Written problem -
Retype each line of the material exactly, please, skipping any picture in it.

(Region labeling items)
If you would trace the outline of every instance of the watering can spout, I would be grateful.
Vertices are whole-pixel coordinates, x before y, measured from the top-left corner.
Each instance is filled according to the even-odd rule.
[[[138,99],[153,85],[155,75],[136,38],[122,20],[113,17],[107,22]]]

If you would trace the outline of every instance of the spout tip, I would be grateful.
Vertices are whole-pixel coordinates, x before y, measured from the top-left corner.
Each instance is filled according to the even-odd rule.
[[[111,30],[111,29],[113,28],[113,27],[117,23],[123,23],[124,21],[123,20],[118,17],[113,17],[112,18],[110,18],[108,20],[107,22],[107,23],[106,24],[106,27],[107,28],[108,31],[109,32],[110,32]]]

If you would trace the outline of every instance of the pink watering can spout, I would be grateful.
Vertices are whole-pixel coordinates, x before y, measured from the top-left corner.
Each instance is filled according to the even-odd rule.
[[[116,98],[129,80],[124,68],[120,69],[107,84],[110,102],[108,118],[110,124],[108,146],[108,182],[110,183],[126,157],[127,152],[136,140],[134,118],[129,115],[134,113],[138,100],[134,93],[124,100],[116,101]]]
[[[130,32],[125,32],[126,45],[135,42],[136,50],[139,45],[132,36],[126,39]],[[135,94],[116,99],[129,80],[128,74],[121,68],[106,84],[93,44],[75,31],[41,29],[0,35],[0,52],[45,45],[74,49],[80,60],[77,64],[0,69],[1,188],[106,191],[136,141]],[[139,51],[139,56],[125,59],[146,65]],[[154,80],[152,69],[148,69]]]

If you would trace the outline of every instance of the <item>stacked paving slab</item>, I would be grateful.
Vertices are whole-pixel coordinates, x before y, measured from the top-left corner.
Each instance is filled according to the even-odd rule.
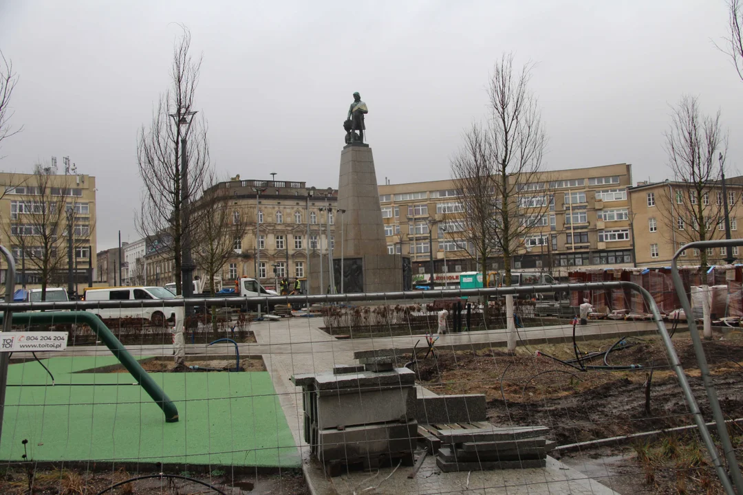
[[[545,427],[467,426],[456,429],[447,425],[435,432],[441,442],[436,465],[444,473],[543,468],[547,454],[555,447],[545,438],[549,433]]]
[[[302,388],[305,441],[331,476],[344,468],[412,465],[418,435],[415,373],[392,358],[295,375]]]

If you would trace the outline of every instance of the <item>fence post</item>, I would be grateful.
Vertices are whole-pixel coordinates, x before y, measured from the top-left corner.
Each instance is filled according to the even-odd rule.
[[[701,380],[704,384],[707,397],[710,401],[710,408],[712,410],[712,416],[717,425],[717,433],[720,436],[720,443],[722,444],[722,450],[724,453],[725,459],[727,461],[727,468],[730,471],[730,476],[736,485],[736,489],[738,491],[739,495],[741,495],[743,494],[743,476],[741,475],[740,467],[738,465],[738,459],[736,457],[735,450],[733,449],[733,442],[730,442],[730,437],[727,433],[725,418],[722,413],[722,409],[720,407],[720,401],[717,398],[717,390],[715,390],[715,386],[712,383],[712,378],[710,376],[710,367],[707,363],[704,348],[702,347],[701,338],[699,338],[699,332],[696,327],[696,321],[694,319],[694,314],[692,312],[692,306],[689,302],[689,298],[687,297],[687,291],[684,289],[684,282],[681,281],[681,278],[678,275],[678,266],[677,264],[678,257],[687,249],[694,248],[706,249],[708,247],[728,247],[733,246],[743,246],[743,239],[698,240],[682,246],[671,259],[671,277],[673,279],[673,285],[676,289],[676,294],[678,295],[678,300],[681,303],[684,315],[687,317],[687,321],[689,324],[689,333],[691,335],[692,344],[694,346],[694,353],[696,355],[697,363],[699,365],[699,372],[701,374]],[[707,300],[707,294],[704,294],[704,300]],[[711,327],[710,329],[710,336],[712,336]],[[704,422],[704,420],[702,422]],[[716,448],[715,450],[716,452]],[[710,451],[711,454],[712,452]],[[724,477],[724,480],[727,480],[728,484],[730,483],[730,479],[724,470],[723,473],[718,476],[721,476],[720,481],[723,482],[723,485],[724,485],[724,482],[722,476]],[[730,489],[732,490],[732,488]],[[729,491],[728,493],[733,492]]]

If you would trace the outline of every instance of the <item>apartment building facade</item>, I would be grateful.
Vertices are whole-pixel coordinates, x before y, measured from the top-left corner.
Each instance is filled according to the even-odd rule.
[[[517,183],[519,177],[508,180]],[[517,250],[513,269],[550,271],[559,277],[577,266],[633,265],[627,193],[631,165],[548,171],[530,180],[523,185],[523,198],[528,203],[543,196],[548,209],[532,219],[534,227]],[[379,194],[388,250],[409,255],[414,275],[429,276],[432,259],[437,280],[444,273],[479,269],[464,236],[458,239],[454,233],[456,216],[464,212],[456,181],[386,184],[379,186]],[[502,259],[494,255],[488,265],[502,269]]]
[[[40,286],[43,266],[48,282],[67,286],[72,251],[74,289],[94,278],[96,263],[95,177],[58,174],[36,166],[33,174],[0,172],[0,243],[16,261],[16,283]],[[6,270],[2,269],[4,281]]]
[[[221,189],[220,197],[233,209],[236,221],[246,224],[217,274],[224,286],[242,277],[259,278],[267,286],[277,278],[306,277],[310,260],[335,249],[337,189],[308,187],[299,181],[241,180],[239,175],[215,187]],[[162,286],[180,276],[169,244],[151,240],[146,246],[148,283]],[[207,278],[198,264],[194,275]]]
[[[743,177],[726,180],[730,237],[739,239],[743,229]],[[634,214],[633,232],[638,266],[669,266],[673,255],[682,246],[699,240],[698,222],[695,213],[701,211],[707,222],[707,240],[725,238],[724,198],[721,183],[705,186],[701,197],[697,198],[688,183],[666,180],[660,183],[638,183],[629,188]],[[701,206],[701,210],[698,206]],[[742,252],[731,249],[731,255],[739,262]],[[710,248],[707,251],[708,265],[725,263],[725,249]],[[684,252],[679,256],[682,265],[698,265],[701,253],[698,249]]]

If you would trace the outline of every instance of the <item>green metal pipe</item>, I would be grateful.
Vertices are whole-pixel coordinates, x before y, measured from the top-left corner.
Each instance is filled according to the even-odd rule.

Result for this task -
If you would trace the outline of every instance of the watering can spout, I would be grateful.
Vertices are whole-pixel coordinates, x before y, measured from the top-left corner.
Each instance is filled according to the even-odd rule.
[[[138,99],[153,85],[155,75],[136,38],[122,20],[113,17],[107,22]]]

If you would trace the outline of every instance of the spout tip, I would be grateful.
Vertices are whole-pixel coordinates, x before y, measured from the top-left corner.
Each instance is filled according to the even-odd rule.
[[[111,30],[111,29],[113,28],[113,27],[117,23],[123,23],[124,21],[123,20],[118,17],[113,17],[112,18],[110,18],[108,20],[107,22],[107,23],[106,24],[106,27],[107,28],[108,31],[109,32],[110,32]]]

If you would trace the outline of every instance of the pink watering can spout, I would be grateful.
Vertices are whole-pixel coordinates, x before y, measured from the top-left corner.
Each instance is filled according to the even-odd rule.
[[[116,98],[129,80],[124,68],[120,69],[107,84],[110,102],[108,118],[110,124],[108,146],[108,182],[110,183],[126,157],[127,152],[136,140],[134,118],[129,115],[134,113],[138,100],[134,93],[124,100],[116,101]]]
[[[130,32],[125,32],[126,45],[135,42],[136,50],[139,45],[132,36],[126,39]],[[135,94],[116,99],[129,80],[128,74],[121,68],[106,84],[93,44],[75,31],[41,29],[0,35],[0,52],[45,45],[74,49],[80,60],[77,64],[0,69],[1,188],[106,191],[136,141]],[[139,51],[139,56],[125,59],[146,65]],[[154,80],[152,69],[148,69]]]

If you would trace the outline of every instance of the <item>stacked paving slab</item>, I would be grateful.
Vertices are whole-pixel coordinates, x before y, measured from the top-left corner.
Each instance is filled according to the even-odd rule.
[[[545,427],[467,426],[456,429],[447,425],[435,432],[441,442],[436,465],[444,473],[543,468],[547,454],[555,447],[545,438],[549,433]]]
[[[302,388],[305,441],[331,476],[344,468],[412,465],[418,435],[415,373],[392,358],[295,375]]]

If you would trace the outline of every instance of the <item>fence post</item>, I would be grateful.
Vertices are whole-pixel coordinates, x before y, measured from the top-left corner.
Each instance is filled according to the even-odd rule.
[[[701,380],[704,384],[707,397],[710,401],[710,408],[712,410],[712,416],[717,425],[717,433],[720,436],[720,443],[722,444],[722,450],[724,453],[725,459],[727,461],[727,468],[730,471],[730,476],[736,485],[736,489],[738,491],[739,495],[741,495],[743,494],[743,476],[741,475],[740,467],[738,465],[738,459],[736,457],[735,450],[733,449],[733,442],[730,442],[730,437],[727,433],[725,418],[722,413],[722,409],[720,407],[720,401],[717,398],[717,390],[715,390],[715,386],[712,383],[712,378],[710,376],[710,367],[707,363],[704,348],[702,347],[701,338],[699,338],[699,332],[696,327],[696,321],[694,319],[694,314],[692,312],[692,306],[689,302],[689,298],[687,297],[687,291],[684,289],[684,282],[681,281],[681,278],[678,275],[678,266],[677,264],[678,257],[687,249],[694,248],[706,249],[708,247],[728,247],[733,246],[743,246],[743,239],[698,240],[682,246],[671,259],[671,277],[673,279],[673,285],[676,289],[676,294],[678,295],[678,300],[681,303],[684,315],[687,317],[687,321],[689,324],[689,333],[691,335],[692,344],[694,346],[694,353],[696,355],[697,363],[699,365],[699,372],[701,374]],[[707,300],[707,294],[704,294],[704,300]],[[711,327],[710,329],[710,336],[712,336]],[[704,422],[704,420],[702,422]],[[716,448],[715,450],[716,452]],[[710,451],[711,454],[712,452]],[[724,477],[724,480],[727,480],[728,484],[730,483],[730,479],[724,470],[723,473],[718,476],[721,476],[720,481],[723,482],[723,485],[724,485],[724,482],[722,476]],[[730,489],[732,490],[732,488]],[[729,491],[728,493],[733,492]]]

If you would trace the outline of every instance of the <item>apartment building facade</item>, I would be grateful.
Vertices are whole-pixel coordinates, x before y, measured from the top-left corner.
Each instance is filled according to the even-odd rule.
[[[517,183],[519,177],[508,180]],[[517,250],[513,269],[550,271],[559,277],[577,266],[633,265],[627,193],[631,165],[548,171],[530,180],[523,185],[523,198],[528,203],[543,196],[548,209],[532,219],[534,227]],[[379,194],[388,250],[409,255],[414,275],[429,276],[432,259],[437,280],[444,273],[479,269],[464,236],[458,239],[454,233],[456,216],[464,212],[456,181],[386,184],[379,186]],[[502,259],[494,255],[488,265],[502,269]]]
[[[40,286],[43,266],[48,282],[67,286],[72,251],[74,289],[94,278],[96,263],[95,177],[58,174],[36,166],[33,174],[0,172],[0,243],[16,261],[16,283]],[[6,270],[2,269],[4,281]]]
[[[221,189],[220,197],[233,209],[236,221],[246,224],[217,274],[224,286],[242,277],[259,278],[267,286],[277,278],[306,277],[310,260],[335,249],[337,189],[308,187],[299,181],[241,180],[239,175],[215,187]],[[162,286],[180,276],[169,244],[151,240],[146,246],[148,283]],[[207,278],[198,264],[194,275]]]
[[[743,177],[726,180],[730,237],[739,239],[743,229]],[[634,214],[633,232],[638,266],[669,266],[673,255],[682,246],[699,240],[698,222],[695,213],[701,211],[707,222],[707,240],[725,238],[724,198],[721,183],[705,186],[701,197],[697,198],[688,183],[666,180],[660,183],[638,183],[629,188]],[[701,206],[701,210],[698,206]],[[742,252],[731,249],[731,255],[739,262]],[[710,248],[707,251],[708,265],[725,263],[725,249]],[[684,252],[679,256],[682,265],[698,265],[701,253],[698,249]]]

If you would trace the outline of every instance of the <item>green metal pipe</item>, I would be grateful.
Vertices are whole-pixel coordinates, x before y, measured from the top-left corner.
Each instance is filled according to the even-odd rule.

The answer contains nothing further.